* _Source passage_:
== == ==

U.S. Defense Funds Asked for Soviets


A leading House Democrat and a prominent Senate Republican said Wednesday that funds earmarked for U.S. defense needs should be used to send food and medicine to the Soviet Union this winter to help avert chaos and show support for proponents of reform.

But the funding shift advocated by Rep. Les Aspin (D-Wis.) and Sen. John C. Danforth (R-Mo.) drew immediate Pentagon opposition as debate flared over whether the new wave of revolutionary changes in the Soviet Union should compel even deeper cuts in U.S. military spending.

“During the Cold War, the threat was a deliberate Soviet attack,” Aspin, chairman of the House Armed Services Committee, told a news conference. “Now, the bigger threat seems to be chaos in a nation with 30,000 nuclear weapons.”

Aspin proposed financing $1 billion in humanitarian aid for the Soviet Union from unspecified parts of a $291-billion defense authorization bill for the fiscal year that begins Oct. 1. Senate and House conferees will begin final work on the measure after Congress returns from its summer recess Sept. 10.


In a separate statement, Danforth, a member of the Senate Intelligence Committee, said that such assistance could “stave off mass suffering” and “shore up the political position of reform-minded leaders” in the Soviet Union. He did not suggest a specific dollar amount of aid, however.

In an interview, the Missourian said that any food and medicine provided to the Soviets “could be more than paid for from cuts in the defense budget.”

President Bush, vacationing in Kennebunkport, Me., was noncommittal when asked if he is ready to provide expanded food aid for the Soviets. “Not yet,” he said. “But as we said with the prime minister of Canada (Brian Mulroney), we want to do our part on that.”

Aspin contended that the funding shift could be accomplished without violating last year’s budget agreement between Congress and the White House. The accord prohibits transferring money among domestic, defense and international affairs programs through fiscal 1993, but Aspin suggested that the Soviet aid legitimately could be classified as defense spending.


“It is defense by different means,” he said.

== == ==

* _Questions to answer_:
(a) Transcribe the news article on Soviet aid between "But the funding" and "recess Sept. 10.", inclusive.
(b) In the news article on Soviet aid, how much humanitarian aid did Aspin propose financing for the Soviet Union?
(c) Resume the news article on Soviet aid after its final sentence.

== == ==

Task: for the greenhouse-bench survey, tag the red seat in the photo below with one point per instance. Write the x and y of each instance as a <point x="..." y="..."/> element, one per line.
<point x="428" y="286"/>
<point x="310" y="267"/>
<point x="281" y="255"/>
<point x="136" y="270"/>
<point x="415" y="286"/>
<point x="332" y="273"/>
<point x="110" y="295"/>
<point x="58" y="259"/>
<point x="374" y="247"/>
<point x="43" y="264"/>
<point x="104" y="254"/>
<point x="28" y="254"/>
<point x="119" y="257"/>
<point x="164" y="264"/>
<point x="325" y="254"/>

== == ==

* _Exercise responses_:
(a)
But the funding shift advocated by Rep. Les Aspin (D-Wis.) and Sen. John C. Danforth (R-Mo.) drew immediate Pentagon opposition as debate flared over whether the new wave of revolutionary changes in the Soviet Union should compel even deeper cuts in U.S. military spending.

“During the Cold War, the threat was a deliberate Soviet attack,” Aspin, chairman of the House Armed Services Committee, told a news conference. “Now, the bigger threat seems to be chaos in a nation with 30,000 nuclear weapons.”

Aspin proposed financing $1 billion in humanitarian aid for the Soviet Union from unspecified parts of a $291-billion defense authorization bill for the fiscal year that begins Oct. 1. Senate and House conferees will begin final work on the measure after Congress returns from its summer recess Sept. 10.

(b) $1 billion

(c)
But the proposed funding shift was denounced by Defense Secretary Dick Cheney, who said that it would violate the budget pact. The proposal also was assailed by Senate Minority Leader Bob Dole (R-Kan.), who called it a dangerous “raid” on the defense budget.

“The coup should have taught us that the Soviets still have a huge nuclear arsenal,” Dole said. “It is imperative that we keep our eyes wide open and our guard up.”

Dole conceded that humanitarian aid could be sent to the Soviet Union if order is threatened but he said that the funds should be taken from the $15-billion foreign aid budget, not from the Pentagon.


Danforth and House Majority Leader Richard A. Gephardt (D-Mo.) both called for breaking the budget agreement next year so that money already earmarked for defense in fiscal 1993 can be shifted to other purposes.

“The budget agreement reached last year with such agony is obsolete,” Danforth said. “Clearly, the likelihood of our going to war with the Soviet Union today is zero and will be for as far as we can see.”

Danforth did not specify how he thought defense cuts could be applied in the long term. But he said he agrees with Bush that the question of long-term economic aid to the Soviets has to await major movement toward a market-oriented economy.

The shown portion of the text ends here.